◆ WHAT YOU WILL DO:
1/ According to the biography of June Berry, where did she study painting?
2/ Write the next part of the biography of June Berry, continuing from its last sentence.

◆ TEXT PROVIDED:

June Berry (born 10 August 1924) is a British artist, originally from Melbourne in Derbyshire.

==Life and career==
Berry studied painting at the Slade School of Fine Art in London. She has had nineteen solo exhibitions including a retrospective at the Bankside Gallery, London in 2002. Her paintings have been exhibited frequently at the Royal Academy Summer Exhibition, London since 1952. Berry was Vice-President of the Royal Watercolour Society from 2001 to 2004 and is also a member of the Royal Society of Painter-Printmakers, the New English Art Club and is a Royal West of England Academician.

Examples of Berry's work are included in the collections of HM the Queen, the British Government Art Collection, the Victoria & Albert Museum, London, the National Museum Wales, the collection of the Royal West of England Academy, the Graphothek in Berlin and the All Union Society of Bibliophiles in Moscow. Her work has also been purchased by many private collectors in the UK, USA, Germany and Russia.

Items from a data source
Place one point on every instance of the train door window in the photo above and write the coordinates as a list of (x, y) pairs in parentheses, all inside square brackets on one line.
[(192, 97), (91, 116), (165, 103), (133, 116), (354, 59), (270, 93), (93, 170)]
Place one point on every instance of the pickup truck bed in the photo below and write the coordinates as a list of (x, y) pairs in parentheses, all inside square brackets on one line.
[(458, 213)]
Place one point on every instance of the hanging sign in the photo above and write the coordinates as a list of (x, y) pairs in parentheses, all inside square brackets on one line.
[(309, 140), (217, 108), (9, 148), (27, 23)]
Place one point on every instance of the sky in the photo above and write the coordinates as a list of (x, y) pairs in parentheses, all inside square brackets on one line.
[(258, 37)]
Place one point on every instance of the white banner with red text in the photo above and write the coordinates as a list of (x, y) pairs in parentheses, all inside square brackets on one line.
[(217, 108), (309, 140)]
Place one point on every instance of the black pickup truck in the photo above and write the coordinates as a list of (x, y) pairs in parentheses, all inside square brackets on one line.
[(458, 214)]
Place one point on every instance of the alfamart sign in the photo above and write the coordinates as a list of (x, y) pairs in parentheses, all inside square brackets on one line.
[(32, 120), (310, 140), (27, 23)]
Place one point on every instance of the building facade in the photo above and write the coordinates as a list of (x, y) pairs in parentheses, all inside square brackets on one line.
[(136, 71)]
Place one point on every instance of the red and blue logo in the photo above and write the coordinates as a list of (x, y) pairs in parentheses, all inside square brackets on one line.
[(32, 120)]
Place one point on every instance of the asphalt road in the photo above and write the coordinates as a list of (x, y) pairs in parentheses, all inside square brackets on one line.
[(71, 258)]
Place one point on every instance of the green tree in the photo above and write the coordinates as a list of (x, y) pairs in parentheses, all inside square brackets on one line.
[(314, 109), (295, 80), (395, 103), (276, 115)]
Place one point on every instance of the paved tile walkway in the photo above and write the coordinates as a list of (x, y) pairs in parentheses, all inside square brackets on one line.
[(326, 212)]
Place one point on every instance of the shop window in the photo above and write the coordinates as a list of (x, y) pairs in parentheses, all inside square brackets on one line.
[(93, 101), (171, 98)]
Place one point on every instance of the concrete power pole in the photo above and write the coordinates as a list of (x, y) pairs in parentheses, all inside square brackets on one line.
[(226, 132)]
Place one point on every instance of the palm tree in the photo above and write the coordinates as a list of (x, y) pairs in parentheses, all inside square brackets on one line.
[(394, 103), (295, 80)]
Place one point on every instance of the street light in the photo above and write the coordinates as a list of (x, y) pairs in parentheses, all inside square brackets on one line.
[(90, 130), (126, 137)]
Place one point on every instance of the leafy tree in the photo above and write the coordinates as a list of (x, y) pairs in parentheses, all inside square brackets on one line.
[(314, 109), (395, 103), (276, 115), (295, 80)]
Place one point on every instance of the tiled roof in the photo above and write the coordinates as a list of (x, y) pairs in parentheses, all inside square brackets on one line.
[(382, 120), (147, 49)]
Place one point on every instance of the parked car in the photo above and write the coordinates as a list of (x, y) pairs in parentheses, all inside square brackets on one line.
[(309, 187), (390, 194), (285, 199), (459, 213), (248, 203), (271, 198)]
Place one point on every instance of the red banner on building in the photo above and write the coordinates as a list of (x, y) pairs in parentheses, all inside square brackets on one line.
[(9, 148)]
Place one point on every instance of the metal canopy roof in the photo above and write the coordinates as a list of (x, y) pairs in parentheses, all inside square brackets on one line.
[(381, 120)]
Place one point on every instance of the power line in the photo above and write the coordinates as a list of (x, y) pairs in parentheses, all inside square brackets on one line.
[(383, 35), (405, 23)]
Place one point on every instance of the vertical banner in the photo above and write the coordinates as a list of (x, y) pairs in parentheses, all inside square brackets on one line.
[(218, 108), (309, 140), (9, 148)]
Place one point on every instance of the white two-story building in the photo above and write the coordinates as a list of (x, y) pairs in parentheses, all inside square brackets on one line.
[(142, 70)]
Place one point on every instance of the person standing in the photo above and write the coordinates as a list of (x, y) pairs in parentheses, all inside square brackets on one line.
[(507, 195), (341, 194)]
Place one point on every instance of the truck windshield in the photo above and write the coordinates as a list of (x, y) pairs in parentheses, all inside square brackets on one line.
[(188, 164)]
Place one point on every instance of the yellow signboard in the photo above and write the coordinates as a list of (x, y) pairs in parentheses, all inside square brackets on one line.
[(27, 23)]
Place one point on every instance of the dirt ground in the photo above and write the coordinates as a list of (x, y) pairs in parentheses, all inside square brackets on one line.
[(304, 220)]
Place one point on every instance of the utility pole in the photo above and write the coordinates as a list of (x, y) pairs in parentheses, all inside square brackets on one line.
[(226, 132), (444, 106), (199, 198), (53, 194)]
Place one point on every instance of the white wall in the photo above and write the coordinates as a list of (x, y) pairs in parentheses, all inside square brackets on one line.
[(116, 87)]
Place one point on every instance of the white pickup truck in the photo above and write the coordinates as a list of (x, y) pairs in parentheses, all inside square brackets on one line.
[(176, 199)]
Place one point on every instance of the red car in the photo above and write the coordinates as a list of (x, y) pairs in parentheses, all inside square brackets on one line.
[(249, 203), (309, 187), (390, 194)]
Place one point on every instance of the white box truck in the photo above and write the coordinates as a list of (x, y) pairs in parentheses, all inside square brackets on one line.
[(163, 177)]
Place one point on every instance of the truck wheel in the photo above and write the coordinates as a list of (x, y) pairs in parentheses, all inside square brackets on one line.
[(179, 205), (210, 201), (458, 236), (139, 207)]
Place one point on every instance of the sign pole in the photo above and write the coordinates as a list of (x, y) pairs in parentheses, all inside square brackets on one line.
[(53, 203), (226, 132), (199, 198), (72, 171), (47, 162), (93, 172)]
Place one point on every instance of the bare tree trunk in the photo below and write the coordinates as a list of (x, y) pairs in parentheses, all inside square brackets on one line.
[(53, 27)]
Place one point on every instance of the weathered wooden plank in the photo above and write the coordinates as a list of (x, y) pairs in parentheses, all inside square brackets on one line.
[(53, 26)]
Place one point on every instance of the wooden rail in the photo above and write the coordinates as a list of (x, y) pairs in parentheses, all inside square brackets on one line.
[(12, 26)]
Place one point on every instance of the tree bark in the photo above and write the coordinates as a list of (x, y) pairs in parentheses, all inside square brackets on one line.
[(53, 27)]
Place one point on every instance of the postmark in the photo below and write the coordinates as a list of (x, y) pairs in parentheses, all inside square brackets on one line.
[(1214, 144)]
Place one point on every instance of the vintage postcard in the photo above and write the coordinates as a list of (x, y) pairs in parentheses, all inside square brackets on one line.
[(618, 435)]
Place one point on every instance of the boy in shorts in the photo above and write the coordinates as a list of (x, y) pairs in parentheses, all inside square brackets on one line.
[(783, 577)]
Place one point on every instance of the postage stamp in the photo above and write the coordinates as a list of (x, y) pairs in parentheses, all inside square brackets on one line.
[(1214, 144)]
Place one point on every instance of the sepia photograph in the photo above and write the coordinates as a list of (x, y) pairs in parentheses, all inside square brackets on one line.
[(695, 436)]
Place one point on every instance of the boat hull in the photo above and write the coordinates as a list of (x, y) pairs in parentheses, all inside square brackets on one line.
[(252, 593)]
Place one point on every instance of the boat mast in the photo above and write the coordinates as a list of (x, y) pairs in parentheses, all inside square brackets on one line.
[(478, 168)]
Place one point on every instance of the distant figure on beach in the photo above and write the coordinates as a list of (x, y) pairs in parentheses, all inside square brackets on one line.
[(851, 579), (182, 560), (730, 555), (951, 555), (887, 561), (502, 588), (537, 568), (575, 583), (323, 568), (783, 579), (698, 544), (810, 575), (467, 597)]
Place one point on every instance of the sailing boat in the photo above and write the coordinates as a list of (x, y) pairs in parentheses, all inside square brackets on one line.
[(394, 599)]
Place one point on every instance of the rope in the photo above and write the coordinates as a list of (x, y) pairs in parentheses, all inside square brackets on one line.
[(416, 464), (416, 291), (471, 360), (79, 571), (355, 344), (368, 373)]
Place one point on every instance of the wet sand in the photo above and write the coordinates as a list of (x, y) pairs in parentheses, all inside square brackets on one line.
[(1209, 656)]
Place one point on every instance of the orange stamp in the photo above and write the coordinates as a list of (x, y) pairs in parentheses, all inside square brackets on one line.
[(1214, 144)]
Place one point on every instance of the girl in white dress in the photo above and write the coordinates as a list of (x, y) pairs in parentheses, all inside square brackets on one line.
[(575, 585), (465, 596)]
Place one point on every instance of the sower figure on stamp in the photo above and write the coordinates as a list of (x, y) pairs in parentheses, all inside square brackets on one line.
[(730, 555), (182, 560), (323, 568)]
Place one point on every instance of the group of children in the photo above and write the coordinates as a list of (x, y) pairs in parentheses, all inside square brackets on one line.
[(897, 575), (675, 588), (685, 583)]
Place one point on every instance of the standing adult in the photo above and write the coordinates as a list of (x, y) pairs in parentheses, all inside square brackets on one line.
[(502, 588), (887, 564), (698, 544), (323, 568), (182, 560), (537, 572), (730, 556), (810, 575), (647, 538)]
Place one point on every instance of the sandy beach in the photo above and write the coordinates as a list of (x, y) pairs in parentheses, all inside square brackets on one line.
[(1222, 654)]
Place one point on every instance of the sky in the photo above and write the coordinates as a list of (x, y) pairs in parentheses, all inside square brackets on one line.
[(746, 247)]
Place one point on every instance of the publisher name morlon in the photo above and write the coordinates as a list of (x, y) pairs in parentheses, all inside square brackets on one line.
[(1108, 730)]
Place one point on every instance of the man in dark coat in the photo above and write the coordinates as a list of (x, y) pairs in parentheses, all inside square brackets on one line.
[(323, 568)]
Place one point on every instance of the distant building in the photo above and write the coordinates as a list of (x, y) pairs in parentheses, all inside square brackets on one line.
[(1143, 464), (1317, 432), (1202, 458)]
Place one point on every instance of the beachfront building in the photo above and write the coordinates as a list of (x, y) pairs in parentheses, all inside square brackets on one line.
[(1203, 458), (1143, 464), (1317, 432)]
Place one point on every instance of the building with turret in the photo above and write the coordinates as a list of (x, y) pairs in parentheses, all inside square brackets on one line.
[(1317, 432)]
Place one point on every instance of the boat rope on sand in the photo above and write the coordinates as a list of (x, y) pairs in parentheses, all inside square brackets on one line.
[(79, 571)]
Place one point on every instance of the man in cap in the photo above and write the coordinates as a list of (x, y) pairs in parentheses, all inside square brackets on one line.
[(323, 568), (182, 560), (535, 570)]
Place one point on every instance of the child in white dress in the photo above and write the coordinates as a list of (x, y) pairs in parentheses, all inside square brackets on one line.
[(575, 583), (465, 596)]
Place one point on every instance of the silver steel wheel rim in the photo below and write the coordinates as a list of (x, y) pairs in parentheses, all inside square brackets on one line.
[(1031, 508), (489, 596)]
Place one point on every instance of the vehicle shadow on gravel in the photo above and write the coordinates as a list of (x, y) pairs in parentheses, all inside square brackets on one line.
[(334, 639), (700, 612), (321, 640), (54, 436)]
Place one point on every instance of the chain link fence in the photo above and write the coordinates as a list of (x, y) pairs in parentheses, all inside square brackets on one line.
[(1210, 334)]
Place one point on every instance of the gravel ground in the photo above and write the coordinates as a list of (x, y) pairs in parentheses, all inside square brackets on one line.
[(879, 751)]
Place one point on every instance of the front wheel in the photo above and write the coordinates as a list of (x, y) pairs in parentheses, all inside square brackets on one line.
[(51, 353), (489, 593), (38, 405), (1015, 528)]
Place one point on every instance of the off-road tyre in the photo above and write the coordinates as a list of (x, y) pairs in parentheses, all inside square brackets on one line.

◆ ANSWERS BY ITEM NUMBER:
1/ The Slade School of Fine Art in London.

2/
Kate Nelson in the Eastern Daily Press relates how Berry "wowed judges of a national competition" in 2008 when she was a finalist in The Sunday Times watercolour competition of that year. She was also a highly commended finalist in the Sunday Times competition in 2011. She is described in an article by Pat Harvey in The Artist "as one of the treasures of British contemporary art".